BEGIN DATA EXTRACTS

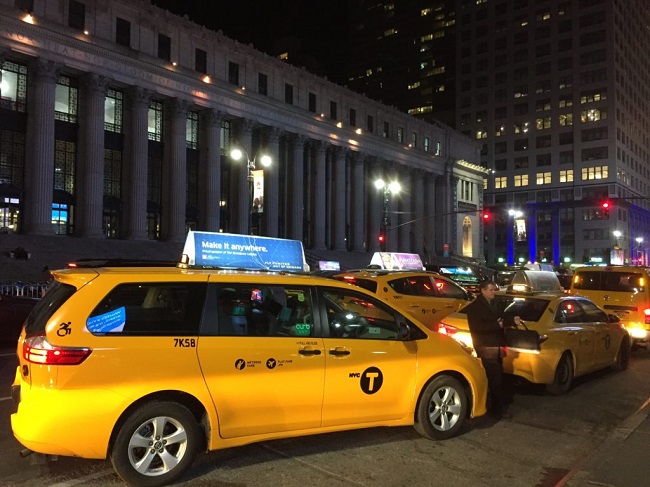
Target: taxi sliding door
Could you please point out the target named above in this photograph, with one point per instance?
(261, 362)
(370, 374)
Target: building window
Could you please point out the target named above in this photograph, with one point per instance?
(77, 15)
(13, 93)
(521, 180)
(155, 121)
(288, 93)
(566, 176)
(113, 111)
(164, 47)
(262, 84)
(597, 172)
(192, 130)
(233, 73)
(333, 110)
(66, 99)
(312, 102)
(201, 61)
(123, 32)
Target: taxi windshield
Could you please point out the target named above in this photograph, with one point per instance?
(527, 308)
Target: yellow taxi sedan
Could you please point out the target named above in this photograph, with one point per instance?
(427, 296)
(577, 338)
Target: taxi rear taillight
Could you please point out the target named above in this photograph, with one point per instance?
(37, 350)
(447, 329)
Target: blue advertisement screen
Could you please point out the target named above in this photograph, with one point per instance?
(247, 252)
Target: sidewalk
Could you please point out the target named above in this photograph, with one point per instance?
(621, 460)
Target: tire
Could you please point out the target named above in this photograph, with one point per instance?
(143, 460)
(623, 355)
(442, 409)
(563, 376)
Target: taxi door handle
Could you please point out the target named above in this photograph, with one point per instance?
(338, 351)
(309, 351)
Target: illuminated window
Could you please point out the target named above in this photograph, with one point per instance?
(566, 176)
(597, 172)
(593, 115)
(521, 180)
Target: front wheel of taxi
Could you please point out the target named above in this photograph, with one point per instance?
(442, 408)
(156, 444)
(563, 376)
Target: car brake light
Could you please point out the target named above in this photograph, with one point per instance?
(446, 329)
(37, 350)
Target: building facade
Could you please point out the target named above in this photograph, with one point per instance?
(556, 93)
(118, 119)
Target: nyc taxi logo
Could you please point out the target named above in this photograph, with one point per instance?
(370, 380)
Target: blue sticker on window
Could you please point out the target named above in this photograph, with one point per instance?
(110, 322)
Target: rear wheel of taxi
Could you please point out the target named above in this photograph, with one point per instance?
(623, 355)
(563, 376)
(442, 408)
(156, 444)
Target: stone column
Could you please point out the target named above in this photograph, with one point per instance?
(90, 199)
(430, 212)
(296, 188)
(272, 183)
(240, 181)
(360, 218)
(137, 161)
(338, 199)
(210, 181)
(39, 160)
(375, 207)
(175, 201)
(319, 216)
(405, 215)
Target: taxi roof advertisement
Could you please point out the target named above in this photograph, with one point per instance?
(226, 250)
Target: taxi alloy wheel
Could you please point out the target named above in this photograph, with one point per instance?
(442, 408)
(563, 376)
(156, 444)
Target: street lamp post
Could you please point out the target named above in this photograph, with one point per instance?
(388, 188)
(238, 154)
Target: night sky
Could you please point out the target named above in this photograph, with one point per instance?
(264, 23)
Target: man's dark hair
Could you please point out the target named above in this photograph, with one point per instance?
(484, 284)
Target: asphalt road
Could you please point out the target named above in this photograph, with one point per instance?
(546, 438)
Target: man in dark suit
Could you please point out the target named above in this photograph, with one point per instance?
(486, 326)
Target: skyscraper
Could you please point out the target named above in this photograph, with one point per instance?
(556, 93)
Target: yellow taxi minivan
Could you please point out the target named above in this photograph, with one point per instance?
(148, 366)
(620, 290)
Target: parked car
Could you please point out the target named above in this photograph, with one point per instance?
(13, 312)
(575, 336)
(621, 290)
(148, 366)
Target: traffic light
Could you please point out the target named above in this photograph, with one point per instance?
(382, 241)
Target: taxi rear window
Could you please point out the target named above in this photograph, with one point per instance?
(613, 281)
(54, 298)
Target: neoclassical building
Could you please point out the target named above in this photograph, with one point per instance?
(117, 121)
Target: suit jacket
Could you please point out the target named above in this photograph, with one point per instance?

END DATA EXTRACTS

**WHAT IS REQUIRED:** Each record above should be restated word for word. The pictures should not appear.

**SOLUTION FOR THIS TASK:**
Target: taxi sliding door
Could you please point out the target named above in this photograph, with one point per instance?
(261, 362)
(370, 374)
Target: building window
Could you please point out the target named above in this photograph, with one point per instance?
(77, 15)
(13, 93)
(521, 180)
(155, 121)
(288, 93)
(566, 176)
(113, 111)
(164, 47)
(262, 84)
(597, 172)
(192, 130)
(233, 73)
(333, 110)
(66, 99)
(312, 102)
(201, 61)
(123, 32)
Target: taxi windshield
Could you please point out the target named above in this photograph, with one point per instance?
(527, 308)
Target: yellow taxi sedan
Could you please point out the target named above in this photograph, with one point per instance?
(427, 296)
(577, 338)
Target: taxi rear taillight
Could you please point out the target named above in this photograph, with one point per instance?
(37, 350)
(447, 329)
Target: blue advertisement screen
Could you please point out the target named above in this photograph, with one point per instance?
(247, 252)
Target: sidewalk
Could you please point out the target named above in this photograph, with one point per instance?
(621, 460)
Target: tire
Could you please point out the target named above in this photograph, with one point per instance?
(143, 460)
(623, 355)
(442, 409)
(563, 376)
Target: taxi door handle
Could you please point out the target named above in this photograph, with one point per instance?
(338, 351)
(309, 351)
Target: illuminated window
Could you please point out the target named above in this photograph, with one point per instance?
(566, 176)
(597, 172)
(593, 115)
(521, 180)
Target: front wheel of taxi
Could you please point out the target named above in this photograph, with one point per instance?
(442, 408)
(156, 444)
(563, 376)
Target: car brake light
Could you please point out the target named above in this photograph, with one point per instance?
(446, 329)
(37, 350)
Target: building facade
Could you please point out the target named above in this photograph, with one point per instance?
(556, 93)
(118, 119)
Target: nyc taxi logo
Could you please point out the target named above in this photograph, with one point per instance?
(370, 380)
Target: blue sticker on window
Could you please point out the target named above in this photograph, with one point per instance?
(110, 322)
Target: rear wheel of taxi
Could you please point out the target named above in this photograph, with one point per instance?
(623, 355)
(563, 376)
(442, 408)
(156, 444)
Target: stone column
Could you please point out the target named above in this photograph, with one point per instance?
(90, 199)
(430, 212)
(296, 188)
(272, 183)
(240, 181)
(360, 218)
(137, 161)
(338, 199)
(210, 181)
(39, 160)
(375, 207)
(175, 201)
(319, 216)
(405, 215)
Target: taxi roof advertisement
Could you please point out the target named above in this photograph, with one point per instance?
(226, 250)
Target: taxi alloy wheel
Could you please point out the target named above in this photograph, with one point per instance?
(442, 408)
(563, 376)
(156, 444)
Target: street lamp post
Could you please point out the target named above in this photograph, with one point per instance?
(388, 188)
(238, 154)
Target: night sky
Could you please point out the target named above in this photograph, with one point per instance?
(264, 23)
Target: man's dark hair
Could you please point out the target named above in this photograph, with one point per instance?
(484, 284)
Target: asphalt road
Could you please point out the target named above in this photograph, with one point per instance?
(546, 438)
Target: man in dark suit
Could you please point out the target named above in this photograph, with one point per instance?
(486, 326)
Target: skyscraper
Could you please point out the target named above in this photograph, with one point per instance?
(556, 93)
Target: yellow taxi minivan
Could you please point out the target named above in this photograph, with one point per instance?
(148, 366)
(620, 290)
Target: parked car
Could you please point out the target named above in this photograph, with one point per instance?
(13, 312)
(575, 336)
(621, 290)
(148, 366)
Target: traffic light
Could you please point out the target named above in this photograph, with one point per instance?
(382, 241)
Target: taxi rear window
Could you please point out the target named above in this photograph, with one point per instance?
(613, 281)
(54, 298)
Target: neoclassical building
Could you please point out the target named above in this photograph, with one point per instance?
(117, 121)
Target: suit jacket
Could you please point out the target named above in this photograph, with one point per instance?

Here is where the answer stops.